*** Opening Passage to read ***
Do You Tell The Truth About Santa?

A few decades ago I indulged in some concerns about the likelihood of Santa’s existence while playing with a neighbor kid. A reasonably science-minded kindergartener, I wondered aloud how reindeer could fly without wings. I speculated about the chimney girth problem and the issue of children who lived in fireplace-free homes. And then, as if no one else had encountered these breaches in holiday logic, I asked how Santa could fly across the whole world in one night.

I was torn, wanting my friend to take me seriously but also hoping he’d prop up my fading sense of magic. I was disappointed when he dismissed every one of my speculations.

Later that day his mother called my mother. Her son was upset. According to her I’d ruined his belief in Santa. She said I wasn’t a nice little girl at all. That we were the same age didn’t seem to matter. My mother, who held politeness up there with God and cleanliness, insisted I apologize to Mrs. Barton right there on the phone.

After that particular trauma I badgered my mother for days until she fessed up. The truth stung. My older sister was in on the falsehood. Other kids at school probably were too, but by some twist of propriety they knew better than to tell believers, even if they felt superior to Santa holdouts. Clearly a victim of my mother’s politeness gene, I felt awful when it hit me that I’d been opening packages every year thinking that Santa owed me for my good behavior when all along those gifts were lovingly bought and wrapped by my parents. And I’d never even thanked them.

Fast forward a few decades. I vowed I would not follow the collective Santa lie with my own children. Sure, the truth might lead them right into the same minefield of logic versus belief with some other kid. That isn’t a bad thing, it’s how kids learn to think for themselves (as long as their parents don’t run interference). But I had no intention of killing Santa entirely. That’s because small children inhabit a different world than the rest of us. They don’t make clear distinctions between fantasy and reality. There’s probably something to that. Ever notice how happy little kids are? So I wanted an approach that kept wonder and excitement alive.

The philosophy I decided to use with my own four kids was based on the classic 1897 newspaper column titled “Yes Virginia, There Is A Santa Claus” written by Francis Pharcellus Church. It reads, in part,

“Yes, Virginia, there is a Santa Claus. He exists as certainly as love and generosity and devotion exist, and you know that they abound and give to your life its highest beauty and joy. Alas! how dreary would be the world if there were no Santa Claus. It would be as dreary as if there were no VIRGINIAS. There would be no childlike faith then, no poetry, no romance to make tolerable this existence. We should have no enjoyment, except in sense and sight. The eternal light with which childhood fills the world would be extinguished.”
*** Closing Passage to read ***
> **Problem description**
Rewrite the passage about Santa, starting at "Fast forward a" and ending at "and excitement alive.", renaming "Santa" to "Saint Nicholas" wherever it appears. The collected data are not needed here.
*** Opening Records supplied ***
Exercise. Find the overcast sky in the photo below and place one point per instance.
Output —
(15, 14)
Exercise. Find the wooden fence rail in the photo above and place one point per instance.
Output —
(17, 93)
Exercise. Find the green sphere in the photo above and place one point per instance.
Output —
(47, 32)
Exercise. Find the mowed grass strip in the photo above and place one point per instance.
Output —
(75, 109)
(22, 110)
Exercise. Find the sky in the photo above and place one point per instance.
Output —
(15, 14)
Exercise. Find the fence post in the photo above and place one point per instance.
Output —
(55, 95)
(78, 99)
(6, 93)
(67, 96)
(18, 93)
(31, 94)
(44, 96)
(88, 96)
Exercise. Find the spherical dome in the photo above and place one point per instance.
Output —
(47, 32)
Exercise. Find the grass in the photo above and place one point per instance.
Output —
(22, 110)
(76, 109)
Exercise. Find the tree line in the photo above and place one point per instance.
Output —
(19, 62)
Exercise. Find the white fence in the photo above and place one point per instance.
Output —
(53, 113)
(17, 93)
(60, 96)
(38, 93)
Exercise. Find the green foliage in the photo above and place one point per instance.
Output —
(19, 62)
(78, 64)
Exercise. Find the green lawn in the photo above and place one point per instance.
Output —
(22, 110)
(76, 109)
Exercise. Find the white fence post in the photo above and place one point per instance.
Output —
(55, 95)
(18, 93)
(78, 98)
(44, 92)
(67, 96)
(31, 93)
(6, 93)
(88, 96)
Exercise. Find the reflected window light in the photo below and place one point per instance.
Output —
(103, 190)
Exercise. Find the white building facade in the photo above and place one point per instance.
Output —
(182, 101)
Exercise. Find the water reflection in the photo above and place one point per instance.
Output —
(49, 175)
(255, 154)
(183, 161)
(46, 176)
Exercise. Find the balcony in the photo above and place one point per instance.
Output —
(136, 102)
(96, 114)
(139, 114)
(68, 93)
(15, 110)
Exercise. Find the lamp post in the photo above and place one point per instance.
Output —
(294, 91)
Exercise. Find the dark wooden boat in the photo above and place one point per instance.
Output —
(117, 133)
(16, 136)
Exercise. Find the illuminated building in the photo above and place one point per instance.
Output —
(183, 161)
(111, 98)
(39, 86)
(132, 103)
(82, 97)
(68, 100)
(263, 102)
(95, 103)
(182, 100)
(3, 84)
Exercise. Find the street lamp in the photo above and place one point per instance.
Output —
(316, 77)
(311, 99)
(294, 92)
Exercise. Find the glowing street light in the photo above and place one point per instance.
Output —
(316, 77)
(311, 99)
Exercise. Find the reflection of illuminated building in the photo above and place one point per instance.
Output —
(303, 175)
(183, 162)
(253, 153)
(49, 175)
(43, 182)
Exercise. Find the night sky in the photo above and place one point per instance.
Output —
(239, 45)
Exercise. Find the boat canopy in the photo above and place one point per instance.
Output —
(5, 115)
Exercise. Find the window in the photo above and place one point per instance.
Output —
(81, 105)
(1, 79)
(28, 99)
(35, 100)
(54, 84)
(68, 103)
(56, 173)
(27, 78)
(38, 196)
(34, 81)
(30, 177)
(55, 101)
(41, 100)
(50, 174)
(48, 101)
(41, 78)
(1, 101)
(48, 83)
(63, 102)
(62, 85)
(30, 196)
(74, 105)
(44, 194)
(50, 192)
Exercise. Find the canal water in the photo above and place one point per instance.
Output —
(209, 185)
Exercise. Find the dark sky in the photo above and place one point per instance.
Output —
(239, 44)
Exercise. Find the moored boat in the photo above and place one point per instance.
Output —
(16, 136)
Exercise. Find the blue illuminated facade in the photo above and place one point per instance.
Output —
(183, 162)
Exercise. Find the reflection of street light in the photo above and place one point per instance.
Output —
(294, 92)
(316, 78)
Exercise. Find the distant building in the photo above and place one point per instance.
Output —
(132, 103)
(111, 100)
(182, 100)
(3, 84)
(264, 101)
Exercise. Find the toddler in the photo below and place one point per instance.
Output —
*** Closing Records supplied ***
> **Solved problem**
Fast forward a few decades. I vowed I would not follow the collective Saint Nicholas lie with my own children. Sure, the truth might lead them right into the same minefield of logic versus belief with some other kid. That isn’t a bad thing, it’s how kids learn to think for themselves (as long as their parents don’t run interference). But I had no intention of killing Saint Nicholas entirely. That’s because small children inhabit a different world than the rest of us. They don’t make clear distinctions between fantasy and reality. There’s probably something to that. Ever notice how happy little kids are? So I wanted an approach that kept wonder and excitement alive.